Synchronization Protocol

library(automerge)

Overview

Automerge’s synchronization protocol enables multiple peers to exchange changes and converge to the same document state. The protocol is efficient, handling only missing changes between peers, and works over any transport (files, HTTP, WebSockets, etc.).

High-Level Sync (Recommended)

For most use cases, use the high-level sync helpers that handle the protocol automatically.

Bidirectional Sync

The simplest way to synchronize two documents:

# Create two peers with different data
peer1 <- am_create()
peer1[["edited_by"]] <- "peer1"
peer1[["data1"]] <- 100
am_commit(peer1, "Peer1 changes")

peer2 <- am_create()
peer2[["edited_by"]] <- "peer2"
peer2[["data2"]] <- 200
am_commit(peer2, "Peer2 changes")

# Automatic bidirectional sync (documents modified in place)
rounds <- am_sync(peer1, peer2)

rounds
#> [1] 4

# Both documents now have all data
peer1[["data1"]]
#> [1] 100
peer1[["data2"]]
#> [1] 200
peer2[["data1"]]
#> [1] 100
peer2[["data2"]]
#> [1] 200

am_close(peer1)
am_close(peer2)

When to use: Simple peer-to-peer synchronization where both sides need all changes.

One-Way Merge

For pulling changes from one document to another without sending changes back:

# Create source document
source <- am_create()
source[["version"]] <- "2.0"
source[["features"]] <- list("auth", "api")
am_commit(source)

# Create target document
target <- am_create()
target[["version"]] <- "1.0"
target[["development"]] <- TRUE
am_commit(target)

# Pull changes from source to target
am_merge(target, source)

# Target now has source's changes
target[["version"]]
#> [1] "2.0"

# Source is unchanged
names(source)
#> [1] "features" "version"

am_close(source)
am_close(target)

When to use: Client pulling updates from server, importing changes from another peer.

Low-Level Sync Protocol

For network protocols or fine-grained control, use the low-level API.

Basic Protocol Flow

# Create two peers
peer3 <- am_create()
peer3[["source"]] <- "peer3"
_____
▶ [REQUESTS]
a) Reproduce the part of the Automerge synchronization page starting with "Automerge’s synchronization protocol" and going on through "peer1 <- am_create()".
b) Rescale the rows starting with the line with "of the outstretched" and going on through the last line of the rows. Reproduce every line, including the requests unchanged, and multiply each x and y coordinate in the answers by 0.35, rounding to whole numbers with halves rounded up. Give only these lines.
The rows that follow have no connection to the Automerge synchronization page.
_____
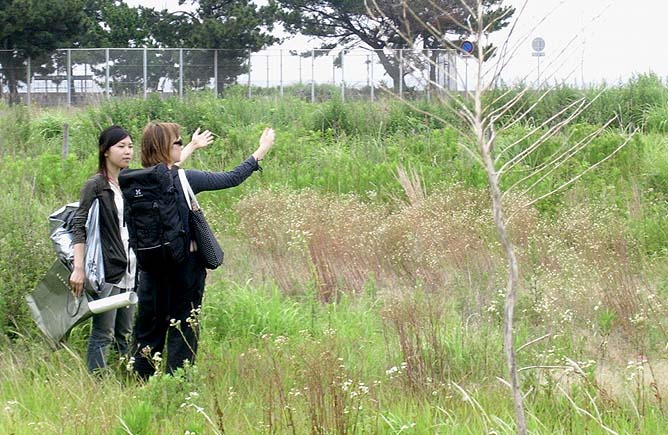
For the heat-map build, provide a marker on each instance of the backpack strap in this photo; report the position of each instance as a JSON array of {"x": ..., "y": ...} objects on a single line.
[{"x": 188, "y": 191}]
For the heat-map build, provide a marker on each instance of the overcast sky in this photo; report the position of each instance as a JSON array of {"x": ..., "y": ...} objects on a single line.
[{"x": 585, "y": 40}]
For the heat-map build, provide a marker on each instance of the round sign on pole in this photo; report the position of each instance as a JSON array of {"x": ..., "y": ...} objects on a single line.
[{"x": 538, "y": 44}]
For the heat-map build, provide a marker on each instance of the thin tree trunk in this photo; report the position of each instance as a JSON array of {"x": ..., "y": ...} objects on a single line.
[{"x": 513, "y": 274}]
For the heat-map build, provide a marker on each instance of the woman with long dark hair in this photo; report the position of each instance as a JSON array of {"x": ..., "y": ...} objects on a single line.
[{"x": 115, "y": 149}]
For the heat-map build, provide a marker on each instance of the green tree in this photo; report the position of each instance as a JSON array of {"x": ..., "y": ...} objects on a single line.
[
  {"x": 35, "y": 28},
  {"x": 388, "y": 25}
]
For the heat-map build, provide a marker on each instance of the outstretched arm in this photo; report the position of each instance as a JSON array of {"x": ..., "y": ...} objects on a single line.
[
  {"x": 205, "y": 180},
  {"x": 266, "y": 142},
  {"x": 197, "y": 141}
]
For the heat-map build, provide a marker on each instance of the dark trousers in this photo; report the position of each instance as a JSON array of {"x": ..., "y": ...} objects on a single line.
[{"x": 166, "y": 315}]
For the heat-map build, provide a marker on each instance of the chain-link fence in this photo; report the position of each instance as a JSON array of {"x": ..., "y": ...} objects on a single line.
[{"x": 81, "y": 76}]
_____
▶ [OUTPUTS BY TASK]
a)
Automerge’s synchronization protocol enables multiple peers to exchange changes and converge to the same document state. The protocol is efficient, handling only missing changes between peers, and works over any transport (files, HTTP, WebSockets, etc.).

High-Level Sync (Recommended)

For most use cases, use the high-level sync helpers that handle the protocol automatically.

Bidirectional Sync

The simplest way to synchronize two documents:

# Create two peers with different data
peer1 <- am_create()

b)
For the heat-map build, provide a marker on each instance of the outstretched arm in this photo; report the position of each instance as a JSON array of {"x": ..., "y": ...} objects on a single line.
[
  {"x": 72, "y": 63},
  {"x": 93, "y": 50},
  {"x": 69, "y": 49}
]
For the heat-map build, provide a marker on each instance of the dark trousers in this photo; report the position of each instance as a JSON array of {"x": ..., "y": ...} objects on a single line.
[{"x": 58, "y": 110}]
For the heat-map build, provide a marker on each instance of the chain-link fence in this photo; report the position of each instance as a JSON array of {"x": ..., "y": ...} objects on a single line.
[{"x": 28, "y": 27}]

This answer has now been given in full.